» YOUR TASK
Reproduce the records below word for word, leaving out the pictures.

(Point annotation dataset records)
****

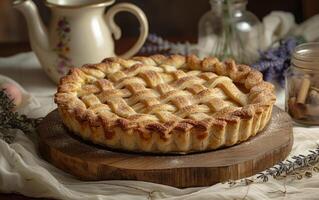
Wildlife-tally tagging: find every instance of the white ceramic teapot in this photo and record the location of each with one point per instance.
(78, 32)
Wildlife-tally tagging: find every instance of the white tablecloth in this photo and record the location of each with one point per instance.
(23, 171)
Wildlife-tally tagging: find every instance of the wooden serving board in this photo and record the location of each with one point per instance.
(91, 162)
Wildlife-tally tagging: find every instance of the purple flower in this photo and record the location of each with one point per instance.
(61, 23)
(60, 45)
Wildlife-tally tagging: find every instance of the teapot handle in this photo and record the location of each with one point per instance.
(128, 7)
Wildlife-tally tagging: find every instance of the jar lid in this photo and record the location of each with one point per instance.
(306, 56)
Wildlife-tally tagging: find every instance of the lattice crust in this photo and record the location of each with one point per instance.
(165, 104)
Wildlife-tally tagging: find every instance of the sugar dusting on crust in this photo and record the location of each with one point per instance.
(260, 95)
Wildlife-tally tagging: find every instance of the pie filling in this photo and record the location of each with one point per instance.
(165, 104)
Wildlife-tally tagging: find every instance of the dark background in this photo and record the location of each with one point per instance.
(168, 18)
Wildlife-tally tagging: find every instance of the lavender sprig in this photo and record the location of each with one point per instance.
(10, 119)
(291, 167)
(274, 62)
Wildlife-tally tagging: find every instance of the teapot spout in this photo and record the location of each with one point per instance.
(37, 31)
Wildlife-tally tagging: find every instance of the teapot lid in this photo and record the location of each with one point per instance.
(78, 3)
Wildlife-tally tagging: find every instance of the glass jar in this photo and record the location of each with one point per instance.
(228, 30)
(302, 84)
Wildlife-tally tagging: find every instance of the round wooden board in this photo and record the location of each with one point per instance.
(91, 162)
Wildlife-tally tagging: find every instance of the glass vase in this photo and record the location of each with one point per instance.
(228, 30)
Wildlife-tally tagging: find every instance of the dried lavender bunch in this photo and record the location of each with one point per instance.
(10, 119)
(274, 62)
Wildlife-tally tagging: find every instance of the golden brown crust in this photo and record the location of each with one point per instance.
(158, 103)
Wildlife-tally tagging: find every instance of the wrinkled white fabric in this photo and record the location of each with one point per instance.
(23, 171)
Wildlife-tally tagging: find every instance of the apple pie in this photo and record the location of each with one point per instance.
(165, 104)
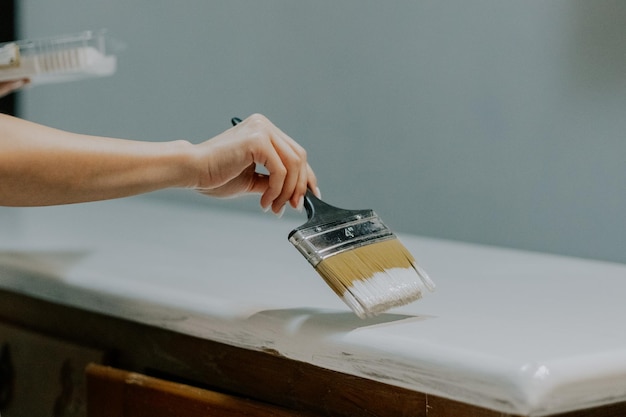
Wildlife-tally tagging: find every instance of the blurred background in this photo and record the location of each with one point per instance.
(499, 123)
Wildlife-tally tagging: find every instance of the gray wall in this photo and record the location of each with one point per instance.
(486, 121)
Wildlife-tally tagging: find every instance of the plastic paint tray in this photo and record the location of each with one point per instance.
(57, 59)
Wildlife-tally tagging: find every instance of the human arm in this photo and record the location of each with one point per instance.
(40, 165)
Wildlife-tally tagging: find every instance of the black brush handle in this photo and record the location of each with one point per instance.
(318, 212)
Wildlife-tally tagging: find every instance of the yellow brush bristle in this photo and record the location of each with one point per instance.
(374, 278)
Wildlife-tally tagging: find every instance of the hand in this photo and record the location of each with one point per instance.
(7, 87)
(230, 161)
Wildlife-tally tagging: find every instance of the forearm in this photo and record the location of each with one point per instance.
(45, 166)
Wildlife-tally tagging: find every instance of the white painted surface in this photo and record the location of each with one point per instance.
(518, 332)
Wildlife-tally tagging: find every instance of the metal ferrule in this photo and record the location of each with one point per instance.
(319, 242)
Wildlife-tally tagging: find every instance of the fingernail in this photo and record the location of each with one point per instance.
(281, 212)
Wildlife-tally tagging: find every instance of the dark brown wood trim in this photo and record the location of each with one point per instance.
(263, 376)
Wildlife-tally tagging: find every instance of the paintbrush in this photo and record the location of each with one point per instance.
(359, 257)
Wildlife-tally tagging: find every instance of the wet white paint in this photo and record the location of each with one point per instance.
(517, 332)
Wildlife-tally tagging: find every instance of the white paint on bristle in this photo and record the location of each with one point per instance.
(392, 288)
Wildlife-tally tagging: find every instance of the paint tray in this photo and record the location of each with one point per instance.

****

» WRITTEN RESPONSE
Wildlife-tally tagging: find every instance of the white ceramic teapot in this photo and record the location of each with one point per instance.
(78, 32)
Wildlife-tally tagging: find every instance of the white tablecloth in this photo and record the location of each with one point per instance.
(23, 171)
Wildlife-tally tagging: find every instance of the wooden serving board in this photo and record the location of each with one point per instance.
(91, 162)
Wildlife-tally tagging: find every instance of the purple flower in this photo and record the location of each with one point per instance.
(61, 23)
(60, 45)
Wildlife-tally tagging: find every instance of the teapot handle in this photo and record the location of each with one point per instance.
(128, 7)
Wildlife-tally tagging: find every instance of the jar lid in this photo and record the location of each with one point per instance.
(306, 56)
Wildlife-tally tagging: find every instance of the lattice crust in this photo and record the location of each with one point per instance.
(165, 104)
Wildlife-tally tagging: find every instance of the sugar dusting on crust in this photo and record the location of each with one point per instance.
(260, 95)
Wildlife-tally tagging: find every instance of the pie filling in this photo and record the location of each with one point per instance.
(165, 104)
Wildlife-tally tagging: find every instance of the dark background in this photo and record the location of each with one point per instance.
(168, 18)
Wildlife-tally tagging: find every instance of the lavender sprig in this photo and record the location of each with one point per instance.
(10, 119)
(291, 167)
(274, 62)
Wildlife-tally tagging: find every instance of the teapot spout in this photo and record the location of each with one point per instance.
(37, 31)
Wildlife-tally tagging: find every instance of the teapot lid in this photo and record the location of each with one point per instance.
(78, 3)
Wildlife-tally tagging: find every instance of the glass jar in this photo and record the location of each with one point per instance.
(228, 30)
(302, 84)
Wildlife-tally tagging: find every instance of the round wooden board in this photo and record the location of each with one point per instance.
(91, 162)
Wildlife-tally tagging: find every instance of the glass vase in this photo and record the location of each with one point per instance.
(228, 30)
Wildlife-tally tagging: find every instance of the dried lavender bunch in this photo and record the location of each with one point per instance.
(10, 119)
(274, 62)
Wildlife-tally tagging: find every instance of the golden brown crust in this photo and record the location of each with one point per instance.
(158, 103)
Wildlife-tally tagging: find every instance of the wrinkled white fabric in this photo and record the location of each with one point per instance.
(23, 171)
Wildlife-tally tagging: find every instance of the apple pie in this photo and record the location of each with one point per instance.
(165, 104)
Wildlife-tally tagging: find every instance of the blurred background in this photo and record the location of each with one point per instance.
(499, 123)
Wildlife-tally tagging: find every instance of the gray wall in this photo and record the location of each with one point per instance.
(486, 121)
Wildlife-tally tagging: find every instance of the plastic paint tray in this photo and record the location of each with one point per instance.
(57, 59)
Wildlife-tally tagging: find every instance of the human arm in this photo and record the location of each with one point per instance.
(40, 165)
Wildlife-tally tagging: find every instance of the black brush handle in this photo and record the location of each with one point per instance.
(318, 212)
Wildlife-tally tagging: find every instance of the yellow brush bristle in this photo and record the location of each with one point per instance.
(374, 278)
Wildlife-tally tagging: find every instance of the hand in this photo and record the location of each with one point per instance.
(7, 87)
(230, 161)
Wildlife-tally tagging: find every instance of the forearm in this photo and record the location of each with one point per instance.
(45, 166)
Wildlife-tally tagging: find every instance of the white painted surface in this photo and record the location of each with one point per instance.
(518, 332)
Wildlife-tally tagging: find every instance of the metal ferrule in this photo and record the location of each with one point per instance.
(319, 242)
Wildlife-tally tagging: find every instance of the fingernail in this photo and record the location of each with one point per instance.
(281, 212)
Wildlife-tally tagging: find every instance of the dark brown wood trim in this photo and record the location of each with one point per instance.
(263, 376)
Wildlife-tally tagging: find every instance of the paintbrush in this photo and record the location of each with one point per instance.
(359, 257)
Wildlife-tally tagging: find every instance of the wet white paint in this photo and record the location of each with one point per instance.
(517, 332)
Wildlife-tally tagging: find every instance of the white paint on bristle in this photo and record the location of each with one point per instance.
(392, 288)
Wildlife-tally tagging: find every instance of the paint tray in this photo and record the location of each with one point per instance.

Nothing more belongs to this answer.